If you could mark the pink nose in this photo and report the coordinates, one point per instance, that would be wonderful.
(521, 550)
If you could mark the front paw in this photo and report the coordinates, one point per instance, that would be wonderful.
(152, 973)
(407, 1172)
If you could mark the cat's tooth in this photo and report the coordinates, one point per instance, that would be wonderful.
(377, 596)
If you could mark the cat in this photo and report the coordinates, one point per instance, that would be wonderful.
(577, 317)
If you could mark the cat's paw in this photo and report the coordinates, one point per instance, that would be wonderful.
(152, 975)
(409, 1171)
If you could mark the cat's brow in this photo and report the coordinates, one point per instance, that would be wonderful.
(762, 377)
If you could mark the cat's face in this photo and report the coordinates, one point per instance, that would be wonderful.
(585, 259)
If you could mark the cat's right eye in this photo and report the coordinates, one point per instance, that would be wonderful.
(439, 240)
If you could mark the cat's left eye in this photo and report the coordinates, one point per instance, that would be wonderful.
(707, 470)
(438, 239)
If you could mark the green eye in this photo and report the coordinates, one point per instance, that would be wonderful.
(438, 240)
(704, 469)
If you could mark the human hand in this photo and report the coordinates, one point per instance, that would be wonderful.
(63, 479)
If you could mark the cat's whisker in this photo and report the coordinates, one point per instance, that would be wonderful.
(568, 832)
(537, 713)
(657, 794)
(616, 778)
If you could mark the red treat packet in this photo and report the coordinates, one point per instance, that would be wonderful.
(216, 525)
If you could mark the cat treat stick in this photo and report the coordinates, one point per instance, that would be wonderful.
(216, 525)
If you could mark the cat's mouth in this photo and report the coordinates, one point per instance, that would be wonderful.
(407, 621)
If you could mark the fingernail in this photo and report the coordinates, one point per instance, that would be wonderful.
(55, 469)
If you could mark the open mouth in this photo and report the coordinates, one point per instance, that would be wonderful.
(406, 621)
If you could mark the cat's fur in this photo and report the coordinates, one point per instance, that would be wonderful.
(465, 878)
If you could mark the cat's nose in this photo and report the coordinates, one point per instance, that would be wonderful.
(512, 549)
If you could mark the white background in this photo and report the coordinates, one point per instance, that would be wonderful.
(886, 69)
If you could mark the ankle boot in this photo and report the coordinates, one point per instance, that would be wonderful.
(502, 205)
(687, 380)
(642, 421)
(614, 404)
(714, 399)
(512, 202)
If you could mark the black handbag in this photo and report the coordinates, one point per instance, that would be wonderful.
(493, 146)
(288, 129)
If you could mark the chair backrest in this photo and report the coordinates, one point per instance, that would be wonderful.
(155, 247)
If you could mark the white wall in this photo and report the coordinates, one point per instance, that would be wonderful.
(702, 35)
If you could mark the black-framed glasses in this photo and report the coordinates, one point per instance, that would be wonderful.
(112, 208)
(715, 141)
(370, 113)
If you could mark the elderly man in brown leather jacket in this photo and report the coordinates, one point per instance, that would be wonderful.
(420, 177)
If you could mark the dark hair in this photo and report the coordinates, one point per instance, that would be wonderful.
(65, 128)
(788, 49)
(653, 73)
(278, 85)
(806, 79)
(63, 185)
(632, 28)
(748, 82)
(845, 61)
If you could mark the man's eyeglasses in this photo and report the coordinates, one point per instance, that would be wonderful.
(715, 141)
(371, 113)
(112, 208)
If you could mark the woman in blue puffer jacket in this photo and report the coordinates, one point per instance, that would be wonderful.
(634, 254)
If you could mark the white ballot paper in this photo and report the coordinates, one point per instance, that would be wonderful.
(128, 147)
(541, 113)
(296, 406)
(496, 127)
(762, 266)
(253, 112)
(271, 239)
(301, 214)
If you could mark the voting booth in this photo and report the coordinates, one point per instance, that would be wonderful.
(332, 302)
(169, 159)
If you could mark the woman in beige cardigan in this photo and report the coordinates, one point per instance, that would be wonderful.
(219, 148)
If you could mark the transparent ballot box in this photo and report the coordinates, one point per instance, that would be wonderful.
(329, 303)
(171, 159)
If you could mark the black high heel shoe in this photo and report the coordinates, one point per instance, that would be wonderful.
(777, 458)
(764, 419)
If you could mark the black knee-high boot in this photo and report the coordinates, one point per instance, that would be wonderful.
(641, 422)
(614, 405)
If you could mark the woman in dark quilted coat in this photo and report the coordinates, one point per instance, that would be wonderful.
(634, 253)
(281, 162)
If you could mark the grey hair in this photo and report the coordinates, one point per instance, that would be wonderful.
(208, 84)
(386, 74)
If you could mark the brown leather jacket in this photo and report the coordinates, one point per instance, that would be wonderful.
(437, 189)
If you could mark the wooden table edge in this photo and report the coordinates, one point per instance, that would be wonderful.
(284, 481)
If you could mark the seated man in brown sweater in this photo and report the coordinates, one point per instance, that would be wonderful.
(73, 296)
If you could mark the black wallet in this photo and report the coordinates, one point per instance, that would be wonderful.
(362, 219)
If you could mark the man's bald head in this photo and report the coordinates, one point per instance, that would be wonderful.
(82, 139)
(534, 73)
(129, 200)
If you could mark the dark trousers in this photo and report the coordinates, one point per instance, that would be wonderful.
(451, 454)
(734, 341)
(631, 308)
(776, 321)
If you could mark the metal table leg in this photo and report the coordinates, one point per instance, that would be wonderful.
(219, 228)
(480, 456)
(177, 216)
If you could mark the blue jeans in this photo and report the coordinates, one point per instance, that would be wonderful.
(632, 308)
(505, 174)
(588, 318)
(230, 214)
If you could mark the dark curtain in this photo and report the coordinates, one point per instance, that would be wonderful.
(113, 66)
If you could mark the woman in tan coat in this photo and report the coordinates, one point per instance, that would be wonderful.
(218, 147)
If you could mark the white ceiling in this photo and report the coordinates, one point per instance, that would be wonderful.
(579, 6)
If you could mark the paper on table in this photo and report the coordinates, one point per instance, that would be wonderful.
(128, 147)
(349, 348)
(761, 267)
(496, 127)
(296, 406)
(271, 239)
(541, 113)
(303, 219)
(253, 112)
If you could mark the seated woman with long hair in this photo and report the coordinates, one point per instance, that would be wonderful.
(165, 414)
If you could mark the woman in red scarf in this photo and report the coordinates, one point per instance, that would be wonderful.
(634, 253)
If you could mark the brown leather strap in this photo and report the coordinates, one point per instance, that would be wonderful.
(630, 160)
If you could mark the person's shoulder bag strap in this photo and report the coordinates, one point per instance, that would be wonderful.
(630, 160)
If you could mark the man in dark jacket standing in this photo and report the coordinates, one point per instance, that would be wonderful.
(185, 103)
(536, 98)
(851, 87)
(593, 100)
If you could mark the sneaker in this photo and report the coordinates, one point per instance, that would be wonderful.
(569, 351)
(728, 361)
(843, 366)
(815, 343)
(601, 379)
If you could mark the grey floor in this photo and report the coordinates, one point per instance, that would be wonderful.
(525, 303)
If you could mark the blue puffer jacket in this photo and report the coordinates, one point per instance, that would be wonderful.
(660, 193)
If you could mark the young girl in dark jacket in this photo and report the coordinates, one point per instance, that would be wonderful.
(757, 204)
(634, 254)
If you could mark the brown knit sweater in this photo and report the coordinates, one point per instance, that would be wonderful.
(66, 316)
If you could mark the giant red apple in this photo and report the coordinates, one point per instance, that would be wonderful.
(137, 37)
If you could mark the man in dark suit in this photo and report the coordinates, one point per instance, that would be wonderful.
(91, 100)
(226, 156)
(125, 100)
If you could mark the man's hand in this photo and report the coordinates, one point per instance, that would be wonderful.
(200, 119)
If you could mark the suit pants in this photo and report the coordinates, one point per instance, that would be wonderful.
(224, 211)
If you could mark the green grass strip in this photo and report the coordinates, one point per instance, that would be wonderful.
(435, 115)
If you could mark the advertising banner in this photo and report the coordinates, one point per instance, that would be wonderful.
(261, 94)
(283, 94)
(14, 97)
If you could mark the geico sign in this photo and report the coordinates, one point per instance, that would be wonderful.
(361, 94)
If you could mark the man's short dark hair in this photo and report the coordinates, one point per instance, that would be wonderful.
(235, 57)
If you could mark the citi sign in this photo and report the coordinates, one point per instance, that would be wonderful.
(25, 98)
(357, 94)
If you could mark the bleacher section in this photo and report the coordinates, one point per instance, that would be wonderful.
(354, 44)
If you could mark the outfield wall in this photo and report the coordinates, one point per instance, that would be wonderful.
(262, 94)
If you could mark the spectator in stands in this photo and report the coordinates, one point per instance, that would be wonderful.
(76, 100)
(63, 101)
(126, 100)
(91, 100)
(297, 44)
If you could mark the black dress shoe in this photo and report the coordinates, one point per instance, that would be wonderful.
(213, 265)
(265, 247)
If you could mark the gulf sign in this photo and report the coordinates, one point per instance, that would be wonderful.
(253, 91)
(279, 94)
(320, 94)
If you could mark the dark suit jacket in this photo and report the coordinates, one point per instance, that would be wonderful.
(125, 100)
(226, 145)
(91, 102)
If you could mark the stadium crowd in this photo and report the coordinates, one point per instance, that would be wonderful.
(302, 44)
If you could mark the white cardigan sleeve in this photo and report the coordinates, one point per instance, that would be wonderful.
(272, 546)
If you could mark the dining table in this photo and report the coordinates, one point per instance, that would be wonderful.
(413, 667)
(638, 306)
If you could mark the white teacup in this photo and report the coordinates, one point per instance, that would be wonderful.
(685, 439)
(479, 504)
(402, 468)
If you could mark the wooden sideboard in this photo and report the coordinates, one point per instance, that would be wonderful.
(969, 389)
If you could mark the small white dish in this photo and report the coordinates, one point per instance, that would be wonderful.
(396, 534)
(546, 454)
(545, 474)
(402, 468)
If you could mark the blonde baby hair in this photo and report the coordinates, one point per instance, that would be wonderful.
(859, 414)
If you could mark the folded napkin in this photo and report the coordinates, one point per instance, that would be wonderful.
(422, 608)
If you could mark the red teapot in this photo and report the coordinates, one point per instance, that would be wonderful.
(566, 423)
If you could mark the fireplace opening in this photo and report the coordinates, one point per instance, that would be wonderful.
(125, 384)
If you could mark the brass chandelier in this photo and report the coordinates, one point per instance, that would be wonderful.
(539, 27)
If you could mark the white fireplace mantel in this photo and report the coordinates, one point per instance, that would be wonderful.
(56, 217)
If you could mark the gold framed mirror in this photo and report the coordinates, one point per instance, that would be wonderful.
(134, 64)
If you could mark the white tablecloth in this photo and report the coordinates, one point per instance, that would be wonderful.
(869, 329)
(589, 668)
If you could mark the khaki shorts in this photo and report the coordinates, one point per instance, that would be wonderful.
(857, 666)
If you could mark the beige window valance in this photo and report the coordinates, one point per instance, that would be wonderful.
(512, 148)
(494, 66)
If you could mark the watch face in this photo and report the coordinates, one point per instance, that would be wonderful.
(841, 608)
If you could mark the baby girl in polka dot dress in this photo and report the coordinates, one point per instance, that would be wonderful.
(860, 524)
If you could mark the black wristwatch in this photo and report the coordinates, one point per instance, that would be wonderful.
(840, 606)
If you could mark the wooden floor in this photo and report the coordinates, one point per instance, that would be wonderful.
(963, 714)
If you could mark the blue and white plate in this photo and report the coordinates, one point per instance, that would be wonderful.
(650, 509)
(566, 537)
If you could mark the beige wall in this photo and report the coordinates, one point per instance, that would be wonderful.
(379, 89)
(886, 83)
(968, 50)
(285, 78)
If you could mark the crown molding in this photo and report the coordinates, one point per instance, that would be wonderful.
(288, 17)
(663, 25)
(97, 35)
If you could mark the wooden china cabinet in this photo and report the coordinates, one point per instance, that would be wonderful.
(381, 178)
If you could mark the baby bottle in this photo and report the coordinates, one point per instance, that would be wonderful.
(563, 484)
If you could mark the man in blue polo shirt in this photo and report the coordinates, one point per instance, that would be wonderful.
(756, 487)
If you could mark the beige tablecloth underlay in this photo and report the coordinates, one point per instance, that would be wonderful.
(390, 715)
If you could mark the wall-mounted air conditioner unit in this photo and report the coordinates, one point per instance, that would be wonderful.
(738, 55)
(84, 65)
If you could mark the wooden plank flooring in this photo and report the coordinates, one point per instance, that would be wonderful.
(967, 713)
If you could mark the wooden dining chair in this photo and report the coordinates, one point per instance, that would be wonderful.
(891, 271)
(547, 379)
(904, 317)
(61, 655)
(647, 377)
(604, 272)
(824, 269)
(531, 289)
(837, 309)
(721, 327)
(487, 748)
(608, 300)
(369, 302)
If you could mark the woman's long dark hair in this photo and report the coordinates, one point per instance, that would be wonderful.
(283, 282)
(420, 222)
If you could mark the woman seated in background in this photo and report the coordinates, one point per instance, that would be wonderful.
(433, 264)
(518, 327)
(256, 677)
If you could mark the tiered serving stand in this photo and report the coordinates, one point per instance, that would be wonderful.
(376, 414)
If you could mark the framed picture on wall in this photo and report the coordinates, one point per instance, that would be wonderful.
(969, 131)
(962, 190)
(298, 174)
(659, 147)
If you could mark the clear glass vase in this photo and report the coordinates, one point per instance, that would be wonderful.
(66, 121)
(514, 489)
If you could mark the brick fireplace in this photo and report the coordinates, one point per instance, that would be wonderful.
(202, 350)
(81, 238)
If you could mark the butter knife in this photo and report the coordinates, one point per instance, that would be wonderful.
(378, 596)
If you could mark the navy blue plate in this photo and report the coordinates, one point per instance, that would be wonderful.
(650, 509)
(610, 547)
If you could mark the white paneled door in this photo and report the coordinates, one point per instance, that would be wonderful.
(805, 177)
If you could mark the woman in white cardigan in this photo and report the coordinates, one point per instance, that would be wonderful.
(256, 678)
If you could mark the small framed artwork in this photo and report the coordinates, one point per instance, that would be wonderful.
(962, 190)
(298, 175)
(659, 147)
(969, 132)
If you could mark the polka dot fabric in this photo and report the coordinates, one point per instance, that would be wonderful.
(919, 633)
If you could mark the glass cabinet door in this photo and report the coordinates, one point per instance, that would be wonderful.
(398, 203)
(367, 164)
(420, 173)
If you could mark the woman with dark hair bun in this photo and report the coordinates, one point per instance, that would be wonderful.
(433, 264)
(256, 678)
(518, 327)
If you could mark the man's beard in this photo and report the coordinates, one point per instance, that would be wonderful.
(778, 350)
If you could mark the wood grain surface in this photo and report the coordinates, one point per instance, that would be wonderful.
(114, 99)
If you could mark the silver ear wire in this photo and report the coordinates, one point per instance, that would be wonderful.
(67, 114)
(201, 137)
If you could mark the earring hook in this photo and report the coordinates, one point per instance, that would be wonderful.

########

Set exercise »
Reproduce only the rows from the beginning through the line containing "(407, 1172)", both ends included, requests and all, scaling every point coordinate by 1.05 and rounding each result to a whole number, with halves rounded up.

Solution to this exercise »
If you could mark the pink nose in this photo and report the coordinates, one point per instance, that would be wonderful.
(547, 578)
If you could mark the front paw in this photo and report the coordinates, one point per instance, that would be wonderful.
(160, 1022)
(427, 1231)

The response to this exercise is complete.